From the records below, copy the lines that include "instance".

-- THE RECORDS follows --

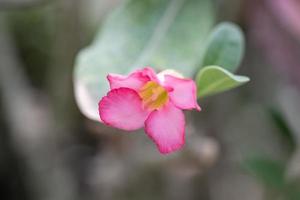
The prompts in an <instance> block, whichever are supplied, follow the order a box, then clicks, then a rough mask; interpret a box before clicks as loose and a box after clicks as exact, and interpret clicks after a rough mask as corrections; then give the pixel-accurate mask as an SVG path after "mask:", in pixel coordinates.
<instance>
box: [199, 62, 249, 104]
mask: <svg viewBox="0 0 300 200" xmlns="http://www.w3.org/2000/svg"><path fill="white" fill-rule="evenodd" d="M248 81H249V78H248V77H245V76H238V75H234V74H232V73H230V72H229V71H227V70H225V69H224V68H222V67H218V66H207V67H204V68H203V69H202V70H200V71H199V73H198V75H197V77H196V83H197V90H198V93H197V95H198V98H200V97H205V96H210V95H214V94H217V93H220V92H223V91H226V90H230V89H233V88H235V87H238V86H240V85H242V84H245V83H246V82H248Z"/></svg>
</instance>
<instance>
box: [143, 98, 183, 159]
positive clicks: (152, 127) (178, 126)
mask: <svg viewBox="0 0 300 200" xmlns="http://www.w3.org/2000/svg"><path fill="white" fill-rule="evenodd" d="M145 132H146V134H147V135H148V136H149V137H150V138H151V139H152V140H153V141H154V142H155V143H156V145H157V147H158V149H159V151H160V152H161V153H163V154H166V153H171V152H173V151H176V150H178V149H180V148H181V147H182V146H183V145H184V132H185V119H184V114H183V112H182V110H180V109H178V108H177V107H175V106H174V105H173V104H172V103H169V104H168V105H167V106H165V107H164V108H163V109H161V110H156V111H153V112H152V113H151V114H150V115H149V117H148V119H147V120H146V122H145Z"/></svg>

-- THE RECORDS concluded --

» EXERCISE RESULT:
The prompts in an <instance> block, whichever are supplied, follow the order a box, then clicks, then a rough mask; interpret a box before clicks as loose and a box after clicks as exact, and interpret clicks after a rough mask as corrections; then give the pixel-accurate mask as an SVG path after "mask:", in pixel coordinates.
<instance>
</instance>
<instance>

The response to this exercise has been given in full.